Material provided:

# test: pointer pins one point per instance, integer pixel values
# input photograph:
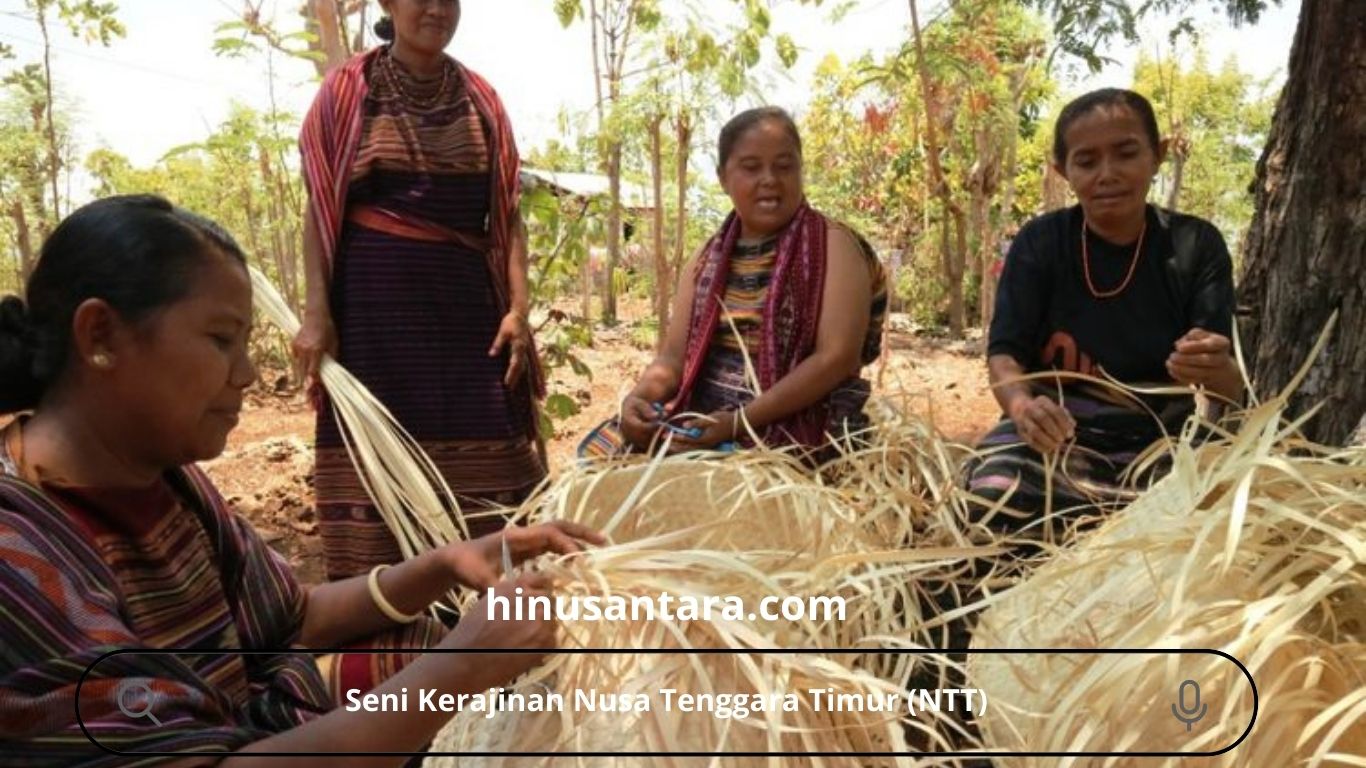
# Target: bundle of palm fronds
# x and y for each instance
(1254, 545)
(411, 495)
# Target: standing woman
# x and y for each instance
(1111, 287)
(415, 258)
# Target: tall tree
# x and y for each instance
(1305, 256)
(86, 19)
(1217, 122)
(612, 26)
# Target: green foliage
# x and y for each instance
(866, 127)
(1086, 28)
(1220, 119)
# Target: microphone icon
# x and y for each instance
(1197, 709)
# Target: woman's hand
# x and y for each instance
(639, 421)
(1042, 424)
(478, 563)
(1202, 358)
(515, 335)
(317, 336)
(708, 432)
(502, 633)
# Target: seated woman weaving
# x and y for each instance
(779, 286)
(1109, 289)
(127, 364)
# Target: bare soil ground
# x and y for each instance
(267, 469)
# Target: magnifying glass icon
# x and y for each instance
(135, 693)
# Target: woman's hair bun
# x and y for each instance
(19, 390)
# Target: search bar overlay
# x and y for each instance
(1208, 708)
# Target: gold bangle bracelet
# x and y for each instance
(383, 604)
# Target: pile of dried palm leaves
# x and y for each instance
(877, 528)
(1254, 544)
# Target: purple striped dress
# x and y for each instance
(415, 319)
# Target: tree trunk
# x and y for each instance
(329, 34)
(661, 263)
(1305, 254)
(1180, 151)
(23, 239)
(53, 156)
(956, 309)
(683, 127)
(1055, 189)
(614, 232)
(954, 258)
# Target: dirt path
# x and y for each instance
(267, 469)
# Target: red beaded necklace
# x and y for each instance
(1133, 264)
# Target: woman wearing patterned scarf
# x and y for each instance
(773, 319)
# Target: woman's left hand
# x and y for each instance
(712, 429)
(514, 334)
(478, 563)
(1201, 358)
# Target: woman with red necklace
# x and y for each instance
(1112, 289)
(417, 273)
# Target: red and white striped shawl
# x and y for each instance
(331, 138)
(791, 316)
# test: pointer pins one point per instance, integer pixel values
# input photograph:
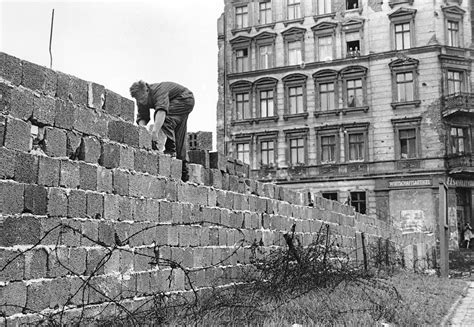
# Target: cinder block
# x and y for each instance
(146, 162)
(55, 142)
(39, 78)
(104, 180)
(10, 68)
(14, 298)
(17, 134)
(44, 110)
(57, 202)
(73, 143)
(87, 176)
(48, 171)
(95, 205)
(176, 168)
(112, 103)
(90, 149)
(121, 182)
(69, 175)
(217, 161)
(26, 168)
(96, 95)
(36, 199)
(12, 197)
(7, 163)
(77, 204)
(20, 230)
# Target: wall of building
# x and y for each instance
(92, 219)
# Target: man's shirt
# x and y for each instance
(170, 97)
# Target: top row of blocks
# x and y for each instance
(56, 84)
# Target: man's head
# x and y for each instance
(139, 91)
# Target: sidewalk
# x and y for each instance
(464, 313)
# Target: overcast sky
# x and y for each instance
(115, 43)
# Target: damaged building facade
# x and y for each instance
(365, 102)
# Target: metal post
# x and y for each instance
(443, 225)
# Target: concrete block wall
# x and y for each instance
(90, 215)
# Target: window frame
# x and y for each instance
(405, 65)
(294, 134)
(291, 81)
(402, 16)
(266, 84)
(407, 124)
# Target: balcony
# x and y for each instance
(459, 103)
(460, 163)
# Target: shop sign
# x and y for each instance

Problem to work on:
Transcribe exactly, and only, the lines from the one bearing "# Target: man's head" through the last line of the entries, counting both.

Result of the task:
# Target: man's head
# x and y for each instance
(139, 91)
# Target: sidewalk
# x and y for each instance
(464, 313)
# Target: overcast sky
# x and y for each instance
(115, 43)
# Target: damaged building facade
# x and y for each instance
(365, 102)
# Target: metal post
# x and y for each instance
(443, 225)
# Target: concrete block wall
# x and y for each instance
(90, 215)
# Target: window frame
# x and y for each instance
(405, 65)
(294, 134)
(291, 81)
(402, 16)
(266, 84)
(407, 124)
# Target: balcony
# x and y for each instance
(459, 103)
(460, 163)
# Target: shop sign
# x and y for each instance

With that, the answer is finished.